# What you have to do:
If "guitarist" shows up in a line of the material, return that line.

(Provided information)

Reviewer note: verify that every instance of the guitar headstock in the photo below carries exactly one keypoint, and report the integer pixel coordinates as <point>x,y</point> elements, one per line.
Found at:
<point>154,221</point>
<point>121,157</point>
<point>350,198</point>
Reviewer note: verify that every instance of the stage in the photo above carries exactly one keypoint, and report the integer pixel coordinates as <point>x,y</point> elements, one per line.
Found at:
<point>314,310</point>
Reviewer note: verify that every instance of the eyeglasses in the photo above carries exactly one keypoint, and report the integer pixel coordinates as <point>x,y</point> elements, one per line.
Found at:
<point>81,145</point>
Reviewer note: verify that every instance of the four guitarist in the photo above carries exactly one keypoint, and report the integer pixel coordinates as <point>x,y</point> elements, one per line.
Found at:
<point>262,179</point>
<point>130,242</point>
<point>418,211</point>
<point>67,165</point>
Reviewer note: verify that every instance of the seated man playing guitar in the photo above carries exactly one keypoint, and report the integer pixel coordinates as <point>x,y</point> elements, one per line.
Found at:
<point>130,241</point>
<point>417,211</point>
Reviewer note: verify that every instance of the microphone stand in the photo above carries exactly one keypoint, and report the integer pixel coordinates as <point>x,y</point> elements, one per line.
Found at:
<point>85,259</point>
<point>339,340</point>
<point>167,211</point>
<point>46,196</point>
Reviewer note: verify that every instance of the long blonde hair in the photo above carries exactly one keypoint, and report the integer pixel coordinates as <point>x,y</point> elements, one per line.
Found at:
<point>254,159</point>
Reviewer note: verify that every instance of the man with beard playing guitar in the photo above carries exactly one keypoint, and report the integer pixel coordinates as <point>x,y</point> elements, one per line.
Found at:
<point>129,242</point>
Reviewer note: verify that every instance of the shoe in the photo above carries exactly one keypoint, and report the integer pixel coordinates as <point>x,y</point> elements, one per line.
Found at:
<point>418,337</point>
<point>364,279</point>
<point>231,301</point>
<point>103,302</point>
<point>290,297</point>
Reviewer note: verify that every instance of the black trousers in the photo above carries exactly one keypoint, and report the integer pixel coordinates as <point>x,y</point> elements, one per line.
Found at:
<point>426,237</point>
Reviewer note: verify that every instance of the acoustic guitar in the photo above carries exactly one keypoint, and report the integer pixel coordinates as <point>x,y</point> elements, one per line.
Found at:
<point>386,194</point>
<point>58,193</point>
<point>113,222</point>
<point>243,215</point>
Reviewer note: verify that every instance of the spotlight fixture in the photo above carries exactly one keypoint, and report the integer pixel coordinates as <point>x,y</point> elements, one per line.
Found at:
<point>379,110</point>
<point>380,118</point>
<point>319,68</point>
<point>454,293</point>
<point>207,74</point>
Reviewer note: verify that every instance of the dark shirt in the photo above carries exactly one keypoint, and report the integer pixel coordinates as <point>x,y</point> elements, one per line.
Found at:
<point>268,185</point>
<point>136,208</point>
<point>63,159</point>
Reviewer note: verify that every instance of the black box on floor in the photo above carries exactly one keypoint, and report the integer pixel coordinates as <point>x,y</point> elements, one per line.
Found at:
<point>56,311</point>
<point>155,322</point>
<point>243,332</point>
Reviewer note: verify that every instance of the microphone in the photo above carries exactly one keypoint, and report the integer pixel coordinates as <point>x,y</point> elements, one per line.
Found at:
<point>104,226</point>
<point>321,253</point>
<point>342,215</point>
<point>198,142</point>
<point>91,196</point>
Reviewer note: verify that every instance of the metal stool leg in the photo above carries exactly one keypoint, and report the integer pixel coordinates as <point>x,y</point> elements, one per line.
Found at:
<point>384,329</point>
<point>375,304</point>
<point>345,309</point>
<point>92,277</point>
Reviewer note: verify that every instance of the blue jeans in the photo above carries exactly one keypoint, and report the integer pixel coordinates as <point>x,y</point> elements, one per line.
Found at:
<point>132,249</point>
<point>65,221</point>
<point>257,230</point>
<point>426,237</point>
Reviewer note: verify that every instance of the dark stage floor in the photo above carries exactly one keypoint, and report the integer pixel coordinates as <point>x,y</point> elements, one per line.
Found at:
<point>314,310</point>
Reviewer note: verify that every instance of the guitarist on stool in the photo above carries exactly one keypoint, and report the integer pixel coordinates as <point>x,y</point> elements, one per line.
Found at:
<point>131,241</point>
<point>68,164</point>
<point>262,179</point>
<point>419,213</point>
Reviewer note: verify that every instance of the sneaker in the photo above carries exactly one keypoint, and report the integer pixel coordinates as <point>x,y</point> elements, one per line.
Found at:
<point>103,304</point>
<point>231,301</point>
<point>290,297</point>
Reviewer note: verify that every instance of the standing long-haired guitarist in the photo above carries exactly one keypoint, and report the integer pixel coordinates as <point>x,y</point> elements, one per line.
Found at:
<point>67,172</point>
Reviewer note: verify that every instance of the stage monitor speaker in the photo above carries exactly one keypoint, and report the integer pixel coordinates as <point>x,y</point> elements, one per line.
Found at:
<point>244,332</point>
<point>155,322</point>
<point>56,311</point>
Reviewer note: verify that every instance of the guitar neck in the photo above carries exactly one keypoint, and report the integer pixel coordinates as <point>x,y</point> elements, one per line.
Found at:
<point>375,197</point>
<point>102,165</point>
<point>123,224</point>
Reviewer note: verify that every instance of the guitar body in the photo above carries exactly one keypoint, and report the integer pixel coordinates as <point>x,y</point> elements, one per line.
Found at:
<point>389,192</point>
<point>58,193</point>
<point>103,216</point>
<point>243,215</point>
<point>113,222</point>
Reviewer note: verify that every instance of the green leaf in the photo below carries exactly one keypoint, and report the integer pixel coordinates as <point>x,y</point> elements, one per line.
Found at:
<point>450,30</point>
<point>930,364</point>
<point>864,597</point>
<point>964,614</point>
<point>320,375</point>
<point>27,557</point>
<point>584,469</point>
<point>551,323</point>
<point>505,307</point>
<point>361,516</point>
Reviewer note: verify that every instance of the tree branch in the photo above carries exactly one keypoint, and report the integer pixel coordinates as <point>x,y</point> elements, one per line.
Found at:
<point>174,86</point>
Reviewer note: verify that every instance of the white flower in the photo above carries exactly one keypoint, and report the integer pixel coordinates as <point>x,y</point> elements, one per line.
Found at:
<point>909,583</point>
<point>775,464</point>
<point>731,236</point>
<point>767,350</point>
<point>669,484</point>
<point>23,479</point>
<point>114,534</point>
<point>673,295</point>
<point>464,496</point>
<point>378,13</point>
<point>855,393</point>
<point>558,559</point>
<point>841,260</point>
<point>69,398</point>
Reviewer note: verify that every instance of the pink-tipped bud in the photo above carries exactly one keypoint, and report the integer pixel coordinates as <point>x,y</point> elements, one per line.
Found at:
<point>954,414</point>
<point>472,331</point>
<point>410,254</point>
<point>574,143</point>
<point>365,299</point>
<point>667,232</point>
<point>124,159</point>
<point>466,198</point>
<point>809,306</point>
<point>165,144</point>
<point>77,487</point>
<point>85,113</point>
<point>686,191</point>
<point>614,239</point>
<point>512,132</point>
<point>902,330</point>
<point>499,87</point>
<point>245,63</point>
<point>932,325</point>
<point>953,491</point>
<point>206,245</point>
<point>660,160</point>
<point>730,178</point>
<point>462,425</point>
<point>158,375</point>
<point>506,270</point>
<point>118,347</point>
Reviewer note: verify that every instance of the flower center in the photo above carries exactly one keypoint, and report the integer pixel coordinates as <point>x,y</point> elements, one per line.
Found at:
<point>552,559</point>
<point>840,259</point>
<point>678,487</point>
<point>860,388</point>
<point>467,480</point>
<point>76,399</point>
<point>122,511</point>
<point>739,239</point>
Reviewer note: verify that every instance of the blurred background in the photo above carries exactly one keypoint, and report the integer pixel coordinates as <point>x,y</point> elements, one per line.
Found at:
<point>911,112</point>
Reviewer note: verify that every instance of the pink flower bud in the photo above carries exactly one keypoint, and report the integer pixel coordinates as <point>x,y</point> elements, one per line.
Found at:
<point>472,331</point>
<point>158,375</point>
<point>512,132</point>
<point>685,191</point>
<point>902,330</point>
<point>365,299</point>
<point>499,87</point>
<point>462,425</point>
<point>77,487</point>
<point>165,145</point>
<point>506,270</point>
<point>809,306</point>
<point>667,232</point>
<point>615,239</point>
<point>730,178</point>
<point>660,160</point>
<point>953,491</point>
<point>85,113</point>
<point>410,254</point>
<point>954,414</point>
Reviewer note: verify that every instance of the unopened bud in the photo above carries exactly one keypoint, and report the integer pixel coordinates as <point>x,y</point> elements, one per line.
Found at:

(End Provided information)

# Result:
Reviewer note: verify that every instance of the four guitarist in the photo above carries exactly one keypoint, and report the integer pixel coordinates as <point>x,y</point> elements, one per line.
Reviewer note: verify that every instance of the guitarist on stool in the photo above carries exactly one keypoint, and report the integer pixel coordinates as <point>x,y</point> elements, one per line.
Reviewer note: verify that every instance of the standing long-haired guitarist in the photo above carries exactly one keypoint, and report the integer pixel coordinates as <point>x,y</point> elements, one per line.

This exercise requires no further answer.